_Stated task:_ Copy the rows again from the line containing "Reviewer note: check that each instance of the amplifier" through the end of the rows, both ends included, keeping the requests and their sample points unchanged. In the answers, multiply every x and y coordinate by 0.75 and round to whole numbers, with halves rounded up.

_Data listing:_
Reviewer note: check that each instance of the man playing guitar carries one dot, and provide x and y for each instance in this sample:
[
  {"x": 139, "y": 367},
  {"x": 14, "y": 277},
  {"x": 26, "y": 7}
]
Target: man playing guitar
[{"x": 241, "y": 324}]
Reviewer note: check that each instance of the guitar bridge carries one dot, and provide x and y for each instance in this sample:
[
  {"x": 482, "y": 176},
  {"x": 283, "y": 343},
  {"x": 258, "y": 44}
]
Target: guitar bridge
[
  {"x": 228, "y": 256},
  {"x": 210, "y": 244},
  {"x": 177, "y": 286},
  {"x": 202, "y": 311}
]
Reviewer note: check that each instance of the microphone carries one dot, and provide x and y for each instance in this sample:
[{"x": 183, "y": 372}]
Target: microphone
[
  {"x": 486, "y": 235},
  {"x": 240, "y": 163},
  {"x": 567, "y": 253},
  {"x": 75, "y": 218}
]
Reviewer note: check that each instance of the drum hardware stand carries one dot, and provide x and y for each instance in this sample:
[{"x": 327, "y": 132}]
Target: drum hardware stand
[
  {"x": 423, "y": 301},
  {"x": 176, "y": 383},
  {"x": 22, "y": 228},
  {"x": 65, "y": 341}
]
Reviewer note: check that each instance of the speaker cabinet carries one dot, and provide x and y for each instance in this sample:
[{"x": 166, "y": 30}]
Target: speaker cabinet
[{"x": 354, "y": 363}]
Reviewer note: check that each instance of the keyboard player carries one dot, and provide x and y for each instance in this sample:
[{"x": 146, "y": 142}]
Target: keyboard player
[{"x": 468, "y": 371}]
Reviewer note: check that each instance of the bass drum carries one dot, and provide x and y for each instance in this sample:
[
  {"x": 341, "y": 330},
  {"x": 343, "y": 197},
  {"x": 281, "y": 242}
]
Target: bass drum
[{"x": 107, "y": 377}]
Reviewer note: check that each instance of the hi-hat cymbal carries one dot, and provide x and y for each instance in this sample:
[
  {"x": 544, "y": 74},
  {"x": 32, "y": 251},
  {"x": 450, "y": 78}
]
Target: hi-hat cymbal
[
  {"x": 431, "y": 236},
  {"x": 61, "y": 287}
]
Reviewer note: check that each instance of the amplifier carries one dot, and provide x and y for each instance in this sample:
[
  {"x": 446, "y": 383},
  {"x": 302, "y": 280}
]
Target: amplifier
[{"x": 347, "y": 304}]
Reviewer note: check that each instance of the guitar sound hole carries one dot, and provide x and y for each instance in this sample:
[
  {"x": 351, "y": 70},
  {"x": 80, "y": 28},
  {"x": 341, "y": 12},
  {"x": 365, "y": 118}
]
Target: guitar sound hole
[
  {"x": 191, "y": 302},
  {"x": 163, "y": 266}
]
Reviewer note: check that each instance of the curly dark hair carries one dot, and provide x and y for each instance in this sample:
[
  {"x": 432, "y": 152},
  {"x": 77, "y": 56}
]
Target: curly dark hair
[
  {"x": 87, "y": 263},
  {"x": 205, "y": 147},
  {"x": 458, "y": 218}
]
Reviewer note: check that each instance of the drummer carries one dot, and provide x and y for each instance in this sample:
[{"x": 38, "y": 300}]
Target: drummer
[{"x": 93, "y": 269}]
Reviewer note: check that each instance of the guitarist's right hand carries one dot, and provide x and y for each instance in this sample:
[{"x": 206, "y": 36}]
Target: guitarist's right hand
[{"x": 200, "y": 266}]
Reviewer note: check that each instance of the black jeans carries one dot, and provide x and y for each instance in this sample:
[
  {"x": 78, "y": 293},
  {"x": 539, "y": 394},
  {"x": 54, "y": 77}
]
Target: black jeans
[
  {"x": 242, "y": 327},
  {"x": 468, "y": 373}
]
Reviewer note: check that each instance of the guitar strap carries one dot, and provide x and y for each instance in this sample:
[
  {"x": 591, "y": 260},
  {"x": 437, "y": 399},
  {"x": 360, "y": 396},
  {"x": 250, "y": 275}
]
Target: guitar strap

_Worked solution:_
Reviewer note: check that each instance of the amplifier carries one dot, and provide x and y for each instance in this sample:
[
  {"x": 446, "y": 383},
  {"x": 302, "y": 280}
]
Target: amplifier
[{"x": 260, "y": 228}]
Reviewer note: check that each instance of the guitar sound hole carries one dot, and provide x and y for each instance in this sample:
[
  {"x": 351, "y": 70},
  {"x": 80, "y": 28},
  {"x": 341, "y": 12},
  {"x": 365, "y": 118}
]
Target: guitar sound hole
[
  {"x": 143, "y": 227},
  {"x": 122, "y": 200}
]
Reviewer note: check that each instance of the curly dark hair carries one dot, and provide x and y for each instance in this sample:
[
  {"x": 432, "y": 152},
  {"x": 77, "y": 56}
]
Target: curly dark hair
[
  {"x": 65, "y": 197},
  {"x": 154, "y": 110},
  {"x": 344, "y": 164}
]
Reviewer note: check that each instance of the drummer carries one dot, and provide x and y for each instance in this sample:
[{"x": 38, "y": 300}]
Target: drummer
[{"x": 70, "y": 202}]
Reviewer note: check that each instance of the guitarist's right hand carries one dot, and provide x and y for each instance in this sample:
[{"x": 206, "y": 36}]
Target: guitarist's right hand
[{"x": 150, "y": 200}]
Reviewer note: check that each instance of the black jeans carries one dot, and provide x and y for each instance in this sample:
[
  {"x": 78, "y": 293},
  {"x": 539, "y": 394},
  {"x": 54, "y": 77}
]
Target: black jeans
[
  {"x": 182, "y": 245},
  {"x": 351, "y": 280}
]
Reviewer note: check that each instance of the guitar strap carries one dot, and provide x and y for each instance in this sample:
[
  {"x": 591, "y": 260},
  {"x": 437, "y": 399},
  {"x": 360, "y": 396},
  {"x": 250, "y": 275}
]
Target: guitar strap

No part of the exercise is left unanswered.